Homens que choram


Eu sempre chorei a tôa, então sempre tive de conviver com aquela história de que homem não chora. E também que homem não isso e que homem não aquilo.

Por outro lado, nas últimas semanas, tenho ouvido repetidamente as mulheres reclamando dos homens. Que os homens não fazem isso, que os homens não fazem aquilo. Quase tudo que elas reclamam que os homens não fazem, são coisas de mulher. Ou coisa de homem que chora?

Lembrei do texto ‘Testosterona’ do João Ximenes Braga, onde ele fala dos homens heterosexuais que gostam mais de homens (companhia, papo, interesses) do que de mulheres. São os Men’s man. O texto dá ótimas definições, como a dos caras que preferem ficar em rodinhas de outros caras no baixo Gávea e enquanto outros preferem ficar sorrindo para mulheres (ainda que feias) na mesa do bar. Acho que os que choram, devem se encaixar nesse segundo grupo.

#### [ATIVIDADES PROPOSTAS]
1. Responda com base no texto sobre homens que choram:
(a) Com que história quem escreve sempre teve de conviver?
(b) Quem é o autor do texto "Testosterona"?
(c) Em que lugar os caras de um dos grupos preferem ficar em rodinhas de outros caras?
2. No texto sobre homens que choram, o que os homens heterossexuais citados em "Testosterona" preferem em outros homens? Liste todos os itens.
3. Copie do texto sobre homens que choram o trecho que vai de "Por outro lado, nas" a "nesse segundo grupo.".
Use somente o texto como fonte para responder.

#### [CONTEÚDO DOS DADOS]

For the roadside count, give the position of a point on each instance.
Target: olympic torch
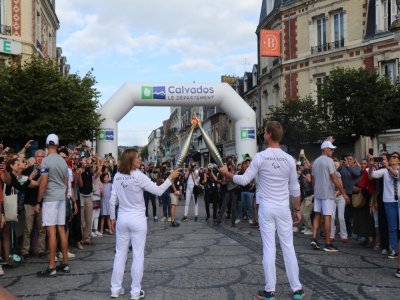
(186, 146)
(211, 146)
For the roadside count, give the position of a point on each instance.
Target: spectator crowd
(364, 207)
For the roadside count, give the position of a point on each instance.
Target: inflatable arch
(221, 95)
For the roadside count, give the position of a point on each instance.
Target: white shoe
(118, 293)
(308, 232)
(140, 296)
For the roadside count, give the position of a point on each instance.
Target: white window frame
(50, 46)
(318, 79)
(341, 30)
(390, 68)
(38, 29)
(321, 37)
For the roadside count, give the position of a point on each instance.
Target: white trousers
(131, 229)
(340, 204)
(95, 219)
(279, 220)
(190, 196)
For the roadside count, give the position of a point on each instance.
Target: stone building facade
(317, 36)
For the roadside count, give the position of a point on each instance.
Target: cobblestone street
(202, 261)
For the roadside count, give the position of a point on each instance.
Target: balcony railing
(328, 46)
(5, 30)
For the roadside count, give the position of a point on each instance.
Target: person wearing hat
(324, 180)
(53, 190)
(277, 177)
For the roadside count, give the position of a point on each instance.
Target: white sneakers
(118, 293)
(96, 234)
(140, 296)
(70, 255)
(122, 292)
(307, 232)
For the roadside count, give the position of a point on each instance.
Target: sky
(156, 41)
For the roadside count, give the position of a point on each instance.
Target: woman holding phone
(131, 228)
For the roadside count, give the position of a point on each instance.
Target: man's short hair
(275, 129)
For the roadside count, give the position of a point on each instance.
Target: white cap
(52, 139)
(327, 144)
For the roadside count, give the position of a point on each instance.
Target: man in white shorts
(53, 189)
(324, 180)
(277, 180)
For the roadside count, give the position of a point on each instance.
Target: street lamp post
(395, 26)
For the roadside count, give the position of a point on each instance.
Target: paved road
(201, 261)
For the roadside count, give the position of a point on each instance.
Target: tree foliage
(302, 120)
(359, 102)
(36, 99)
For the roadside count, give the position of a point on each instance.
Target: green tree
(144, 153)
(302, 120)
(36, 99)
(357, 102)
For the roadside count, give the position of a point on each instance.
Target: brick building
(317, 36)
(27, 27)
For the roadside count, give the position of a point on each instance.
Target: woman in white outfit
(131, 228)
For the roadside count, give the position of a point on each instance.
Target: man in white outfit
(192, 177)
(277, 176)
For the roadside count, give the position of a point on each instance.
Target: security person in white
(131, 226)
(277, 176)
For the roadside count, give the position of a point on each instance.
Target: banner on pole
(270, 42)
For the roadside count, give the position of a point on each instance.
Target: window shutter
(393, 10)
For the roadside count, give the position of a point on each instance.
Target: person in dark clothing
(86, 192)
(230, 198)
(382, 221)
(30, 200)
(149, 197)
(350, 171)
(210, 182)
(165, 197)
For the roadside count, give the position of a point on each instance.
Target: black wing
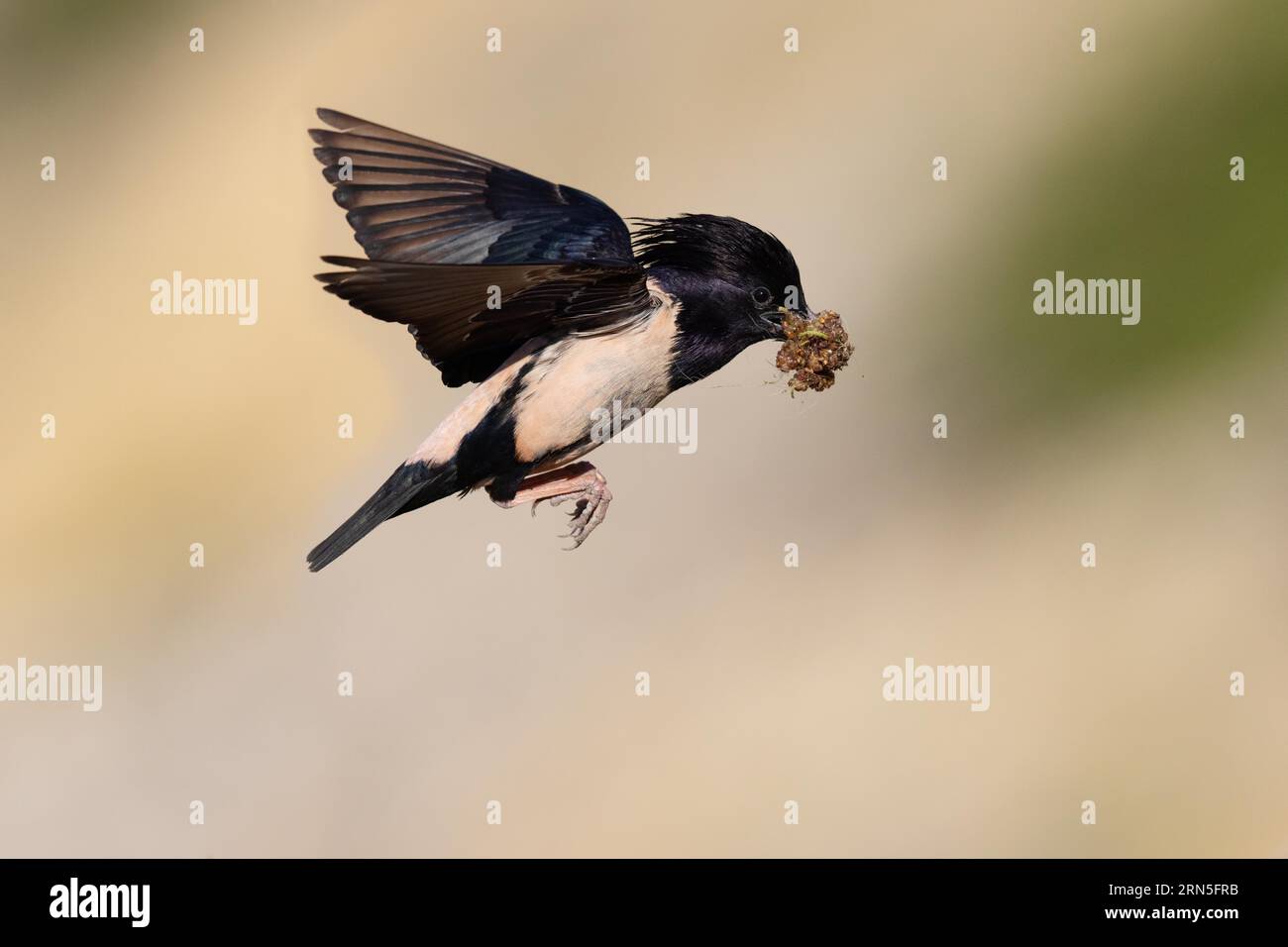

#### [RESPOSTAS ESPERADAS]
1.
(a) A história de que homem não chora.
(b) João Ximenes Braga.
(c) No baixo Gávea.

2. Companhia, papo e interesses.

3.
Por outro lado, nas últimas semanas, tenho ouvido repetidamente as mulheres reclamando dos homens. Que os homens não fazem isso, que os homens não fazem aquilo. Quase tudo que elas reclamam que os homens não fazem, são coisas de mulher. Ou coisa de homem que chora?

Lembrei do texto ‘Testosterona’ do João Ximenes Braga, onde ele fala dos homens heterosexuais que gostam mais de homens (companhia, papo, interesses) do que de mulheres. São os Men’s man. O texto dá ótimas definições, como a dos caras que preferem ficar em rodinhas de outros caras no baixo Gávea e enquanto outros preferem ficar sorrindo para mulheres (ainda que feias) na mesa do bar. Acho que os que choram, devem se encaixar nesse segundo grupo.